Eggs and Alzheimer’s: A 39,000-Person Signal

People who ate eggs regularly had a lower risk of developing Alzheimer’s disease than people who almost never touched them. That’s the headline from a large new study making the rounds on Hacker News, where the finding pulled a score of 180 and landed squarely in the research category. The effect wasn’t small, and it held up even after researchers stripped out the usual confounders.

What stands out here is the size and length of the dataset. This isn’t a two-week lab experiment with 40 volunteers.

What the researchers did

The team pulled data from the Adventist Health Study-2, a big prospective cohort of U.S. Seventh-day Adventists, and linked it to Medicare records to catch actual Alzheimer’s diagnoses. Diet came from a validated food frequency questionnaire, with egg intake sorted into buckets from “never or rarely” up to “five or more times per week.”

The numbers behind it:

  • 39,498 participants
  • 15.3 years average follow-up
  • 2,858 diagnosed with Alzheimer’s over that window

They ran multivariable-adjusted Cox proportional hazards models, controlling for demographics, lifestyle, other food groups, and existing health conditions. A restricted cubic spline analysis let them look at egg intake as a continuous measure rather than just rough categories.

The results, laid out

Compared with people who never or rarely ate eggs, every level of egg consumption came with lower risk. Here are the hazard ratios (below 1.0 means lower risk):

  • 1 to 3 times per month: 0.83
  • Once per week: 0.83
  • 2 to 4 times per week: 0.80
  • 5 or more times per week: 0.73

That top group, the frequent egg eaters, showed a 27% lower risk. The spline model told a matching story from the other direction: eating zero eggs carried a hazard ratio of 1.22 versus a modest 10 grams a day, so cutting eggs out entirely tracked with 22% higher risk.

**Stored items**
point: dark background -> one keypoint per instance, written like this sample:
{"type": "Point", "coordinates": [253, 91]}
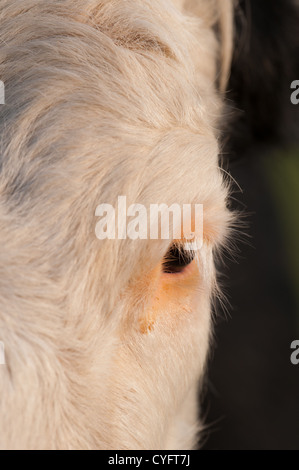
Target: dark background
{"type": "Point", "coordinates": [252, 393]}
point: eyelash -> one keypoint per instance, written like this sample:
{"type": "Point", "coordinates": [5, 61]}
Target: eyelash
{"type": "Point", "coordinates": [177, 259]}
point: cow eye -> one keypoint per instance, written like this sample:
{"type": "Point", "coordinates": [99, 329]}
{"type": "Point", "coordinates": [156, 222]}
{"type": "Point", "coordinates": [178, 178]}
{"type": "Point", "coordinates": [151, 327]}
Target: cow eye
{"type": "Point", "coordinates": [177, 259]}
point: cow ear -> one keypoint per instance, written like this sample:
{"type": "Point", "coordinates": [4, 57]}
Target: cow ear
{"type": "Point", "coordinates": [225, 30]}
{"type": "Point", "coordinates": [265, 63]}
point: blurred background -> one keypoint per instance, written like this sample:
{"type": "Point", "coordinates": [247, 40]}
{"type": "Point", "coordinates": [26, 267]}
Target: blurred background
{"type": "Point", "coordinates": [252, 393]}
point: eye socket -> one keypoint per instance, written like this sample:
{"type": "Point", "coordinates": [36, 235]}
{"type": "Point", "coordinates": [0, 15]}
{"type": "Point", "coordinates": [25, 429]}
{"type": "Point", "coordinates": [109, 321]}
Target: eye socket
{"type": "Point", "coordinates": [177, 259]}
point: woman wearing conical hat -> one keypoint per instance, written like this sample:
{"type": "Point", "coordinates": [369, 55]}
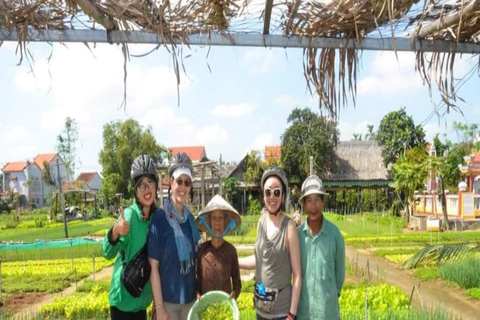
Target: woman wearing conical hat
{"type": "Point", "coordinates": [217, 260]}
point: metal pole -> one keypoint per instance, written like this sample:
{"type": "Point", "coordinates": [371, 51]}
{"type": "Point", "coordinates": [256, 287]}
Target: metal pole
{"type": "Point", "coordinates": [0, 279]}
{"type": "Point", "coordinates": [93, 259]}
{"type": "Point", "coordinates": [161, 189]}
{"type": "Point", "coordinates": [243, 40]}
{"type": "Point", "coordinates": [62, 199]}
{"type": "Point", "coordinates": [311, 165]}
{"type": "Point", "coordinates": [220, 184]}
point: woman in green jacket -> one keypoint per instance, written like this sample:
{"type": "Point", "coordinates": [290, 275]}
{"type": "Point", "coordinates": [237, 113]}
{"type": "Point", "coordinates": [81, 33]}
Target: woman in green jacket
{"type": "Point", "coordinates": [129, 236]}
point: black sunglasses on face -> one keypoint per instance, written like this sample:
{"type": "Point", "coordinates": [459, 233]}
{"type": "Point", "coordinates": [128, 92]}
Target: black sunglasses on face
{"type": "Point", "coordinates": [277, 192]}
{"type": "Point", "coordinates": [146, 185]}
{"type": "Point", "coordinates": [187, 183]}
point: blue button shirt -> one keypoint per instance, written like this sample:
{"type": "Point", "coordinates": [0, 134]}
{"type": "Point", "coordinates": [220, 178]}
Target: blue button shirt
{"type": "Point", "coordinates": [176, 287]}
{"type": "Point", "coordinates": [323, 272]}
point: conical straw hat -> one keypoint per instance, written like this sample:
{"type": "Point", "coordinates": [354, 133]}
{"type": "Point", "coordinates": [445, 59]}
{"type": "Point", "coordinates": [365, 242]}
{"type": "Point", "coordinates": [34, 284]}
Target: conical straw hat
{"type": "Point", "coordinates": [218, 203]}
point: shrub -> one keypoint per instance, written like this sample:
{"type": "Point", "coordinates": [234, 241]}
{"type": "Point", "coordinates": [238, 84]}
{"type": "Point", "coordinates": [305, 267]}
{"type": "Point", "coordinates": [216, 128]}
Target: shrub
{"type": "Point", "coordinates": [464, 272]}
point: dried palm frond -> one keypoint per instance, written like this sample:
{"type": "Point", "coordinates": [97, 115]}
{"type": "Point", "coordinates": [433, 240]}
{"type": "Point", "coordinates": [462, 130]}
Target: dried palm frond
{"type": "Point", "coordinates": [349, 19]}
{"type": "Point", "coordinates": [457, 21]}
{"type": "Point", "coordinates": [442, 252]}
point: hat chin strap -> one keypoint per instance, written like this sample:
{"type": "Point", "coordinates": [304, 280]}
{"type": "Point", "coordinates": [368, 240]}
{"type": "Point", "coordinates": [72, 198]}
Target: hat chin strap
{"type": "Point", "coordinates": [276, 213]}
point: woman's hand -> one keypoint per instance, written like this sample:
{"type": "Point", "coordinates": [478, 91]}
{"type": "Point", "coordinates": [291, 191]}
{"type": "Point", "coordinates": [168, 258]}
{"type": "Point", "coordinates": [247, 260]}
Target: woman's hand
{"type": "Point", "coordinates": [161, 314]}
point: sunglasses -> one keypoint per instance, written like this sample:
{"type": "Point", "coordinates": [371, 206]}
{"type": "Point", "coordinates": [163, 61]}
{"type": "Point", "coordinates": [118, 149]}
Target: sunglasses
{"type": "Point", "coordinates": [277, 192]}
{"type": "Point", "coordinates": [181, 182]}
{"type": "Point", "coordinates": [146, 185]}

---

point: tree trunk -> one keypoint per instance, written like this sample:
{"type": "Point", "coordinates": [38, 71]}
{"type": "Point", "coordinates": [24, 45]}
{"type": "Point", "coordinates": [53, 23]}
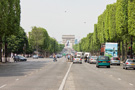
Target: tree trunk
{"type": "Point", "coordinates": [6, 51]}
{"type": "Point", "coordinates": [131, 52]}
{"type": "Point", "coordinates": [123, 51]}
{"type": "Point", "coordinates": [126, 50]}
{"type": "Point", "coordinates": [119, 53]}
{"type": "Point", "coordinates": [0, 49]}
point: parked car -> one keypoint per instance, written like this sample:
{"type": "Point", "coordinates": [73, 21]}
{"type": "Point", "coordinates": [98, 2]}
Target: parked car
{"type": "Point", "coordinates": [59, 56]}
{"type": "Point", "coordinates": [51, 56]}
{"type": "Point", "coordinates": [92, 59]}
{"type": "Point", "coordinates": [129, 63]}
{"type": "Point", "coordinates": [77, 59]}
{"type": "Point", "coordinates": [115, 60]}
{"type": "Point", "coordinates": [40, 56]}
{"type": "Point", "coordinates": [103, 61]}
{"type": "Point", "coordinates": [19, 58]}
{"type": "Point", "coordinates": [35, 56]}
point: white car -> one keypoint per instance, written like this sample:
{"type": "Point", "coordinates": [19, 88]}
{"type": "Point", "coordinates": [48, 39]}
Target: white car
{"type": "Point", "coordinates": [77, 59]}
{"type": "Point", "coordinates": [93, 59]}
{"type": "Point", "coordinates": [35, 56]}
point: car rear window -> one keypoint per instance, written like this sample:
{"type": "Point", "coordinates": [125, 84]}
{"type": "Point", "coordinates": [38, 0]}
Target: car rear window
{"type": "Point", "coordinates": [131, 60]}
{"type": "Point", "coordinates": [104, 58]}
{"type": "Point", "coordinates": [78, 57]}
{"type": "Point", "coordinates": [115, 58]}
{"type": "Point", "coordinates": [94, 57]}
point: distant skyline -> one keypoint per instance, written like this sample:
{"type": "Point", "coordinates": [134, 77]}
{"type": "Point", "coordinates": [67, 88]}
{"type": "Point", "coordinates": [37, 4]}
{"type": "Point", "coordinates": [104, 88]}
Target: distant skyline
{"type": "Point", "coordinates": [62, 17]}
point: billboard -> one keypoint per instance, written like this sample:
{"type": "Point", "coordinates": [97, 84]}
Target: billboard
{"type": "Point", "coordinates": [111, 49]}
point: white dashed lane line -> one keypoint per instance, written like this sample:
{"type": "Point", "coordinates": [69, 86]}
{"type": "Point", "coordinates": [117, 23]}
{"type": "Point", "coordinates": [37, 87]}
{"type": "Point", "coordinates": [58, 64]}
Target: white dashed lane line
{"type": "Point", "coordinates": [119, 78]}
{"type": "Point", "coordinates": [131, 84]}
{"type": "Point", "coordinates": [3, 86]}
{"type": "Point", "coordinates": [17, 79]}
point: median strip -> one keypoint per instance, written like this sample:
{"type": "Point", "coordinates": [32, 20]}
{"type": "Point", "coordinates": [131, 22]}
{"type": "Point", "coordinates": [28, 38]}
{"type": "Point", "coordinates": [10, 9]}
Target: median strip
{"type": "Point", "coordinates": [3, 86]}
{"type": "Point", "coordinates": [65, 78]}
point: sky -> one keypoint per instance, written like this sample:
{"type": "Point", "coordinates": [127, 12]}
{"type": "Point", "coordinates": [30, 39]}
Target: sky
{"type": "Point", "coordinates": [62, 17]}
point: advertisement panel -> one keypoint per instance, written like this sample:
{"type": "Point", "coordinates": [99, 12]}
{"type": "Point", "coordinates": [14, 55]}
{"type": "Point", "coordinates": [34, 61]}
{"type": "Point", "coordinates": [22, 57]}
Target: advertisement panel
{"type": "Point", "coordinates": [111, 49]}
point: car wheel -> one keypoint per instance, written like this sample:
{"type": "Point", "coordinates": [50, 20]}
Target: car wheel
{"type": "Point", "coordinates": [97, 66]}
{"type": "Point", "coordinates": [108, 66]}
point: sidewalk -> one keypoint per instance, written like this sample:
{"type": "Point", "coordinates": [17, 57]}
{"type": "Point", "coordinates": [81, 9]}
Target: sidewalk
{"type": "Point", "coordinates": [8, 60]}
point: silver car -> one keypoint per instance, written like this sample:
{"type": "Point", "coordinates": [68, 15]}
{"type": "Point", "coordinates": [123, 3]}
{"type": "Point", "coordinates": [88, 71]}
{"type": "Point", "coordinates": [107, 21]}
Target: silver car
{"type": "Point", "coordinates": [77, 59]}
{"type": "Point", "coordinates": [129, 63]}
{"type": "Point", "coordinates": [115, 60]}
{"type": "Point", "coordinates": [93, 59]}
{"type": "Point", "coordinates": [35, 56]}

---

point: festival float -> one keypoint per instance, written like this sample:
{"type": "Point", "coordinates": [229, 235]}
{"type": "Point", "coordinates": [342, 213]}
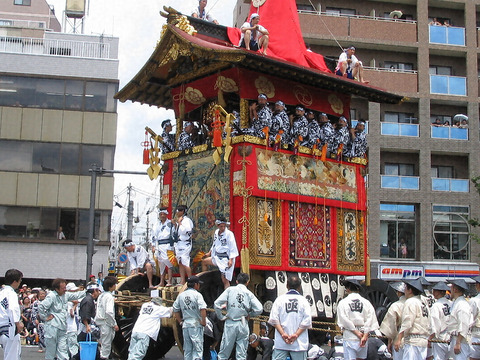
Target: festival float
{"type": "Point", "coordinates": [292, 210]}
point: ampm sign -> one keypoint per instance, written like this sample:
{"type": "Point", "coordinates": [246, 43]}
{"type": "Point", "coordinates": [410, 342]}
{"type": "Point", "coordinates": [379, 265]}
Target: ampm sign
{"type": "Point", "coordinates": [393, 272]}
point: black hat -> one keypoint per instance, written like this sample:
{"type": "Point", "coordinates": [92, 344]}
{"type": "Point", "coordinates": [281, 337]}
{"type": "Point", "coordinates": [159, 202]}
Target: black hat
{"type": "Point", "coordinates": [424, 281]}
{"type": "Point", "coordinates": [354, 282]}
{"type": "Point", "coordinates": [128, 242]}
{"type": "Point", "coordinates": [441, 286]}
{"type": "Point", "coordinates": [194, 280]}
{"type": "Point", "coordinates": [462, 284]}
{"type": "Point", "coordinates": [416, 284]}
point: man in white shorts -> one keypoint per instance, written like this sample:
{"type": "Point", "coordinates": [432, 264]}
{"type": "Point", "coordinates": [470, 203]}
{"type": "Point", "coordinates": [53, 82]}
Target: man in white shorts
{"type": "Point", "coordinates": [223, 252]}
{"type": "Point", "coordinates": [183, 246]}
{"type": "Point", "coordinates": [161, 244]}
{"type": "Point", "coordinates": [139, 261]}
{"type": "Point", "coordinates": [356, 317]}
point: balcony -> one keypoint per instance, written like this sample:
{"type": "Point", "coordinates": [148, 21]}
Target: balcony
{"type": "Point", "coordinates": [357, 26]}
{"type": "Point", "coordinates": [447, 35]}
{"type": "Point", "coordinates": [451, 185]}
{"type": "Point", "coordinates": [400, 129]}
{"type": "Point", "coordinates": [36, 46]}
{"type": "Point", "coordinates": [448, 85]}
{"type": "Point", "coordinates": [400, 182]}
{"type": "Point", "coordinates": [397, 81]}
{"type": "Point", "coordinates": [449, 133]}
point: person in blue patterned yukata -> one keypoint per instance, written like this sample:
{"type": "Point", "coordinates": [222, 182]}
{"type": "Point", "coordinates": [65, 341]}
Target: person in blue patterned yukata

**Problem statement**
Pick up the article on eggs and Alzheimer's risk right after its final sentence and keep writing it.

**Exercise answer**
Why might eggs help? They’re dense in choline, which supports the brain chemical acetylcholine, plus omega-3s, lutein, and B vitamins tied to cognitive health. The researchers frame the effect as a “potential neuroprotective benefit of nutrients found in eggs when consumed as part of a balanced diet.”

Why it matters

Diet is one of the few Alzheimer’s risk factors you actually control. There’s no cure and no reliable drug that reverses the disease, so anything modifiable gets attention fast. An effect this consistent, across a huge sample followed for over 15 years, is worth noting even if it doesn’t rewrite anyone’s meal plan overnight.

The practical read for most people is simple: moderate egg consumption showed the benefit. This wasn’t a case where more is always dramatically better. A few eggs a week already put participants well below the never-eat-eggs group, and the jump from “once a week” to “five plus times” was real but modest.

The limits worth remembering

This is where discipline matters. The study shows correlation, not causation. It can’t prove eggs prevent Alzheimer’s, only that egg eaters got diagnosed less often.

A few specific caveats:

  • The population was Seventh-day Adventists, a health-conscious group with lots of vegetarians and few smokers or heavy drinkers. That’s great for isolating diet, but it means the results may not transfer cleanly to the general public.
  • Diet was self-reported through a questionnaire, which always carries some fuzziness.
  • Egg eaters could differ in unmeasured ways the adjustments didn’t fully catch.

The authors flag the health-conscious population themselves, so they’re not overselling it.

My take: this is a genuinely useful data point, not a prescription. If you already eat eggs, this is reassuring, especially given how long eggs spent on the dietary blacklist over cholesterol worries that have since softened. If you avoid them, it’s not a reason to panic-buy a dozen. It’s one more brick in the wall of evidence that ordinary, whole foods do quiet work for the brain.

Expect follow-up research to test whether choline specifically is doing the heavy lifting, and whether the pattern holds in less health-conscious populations. Full methodology and the complete hazard ratio breakdown are available at the original source.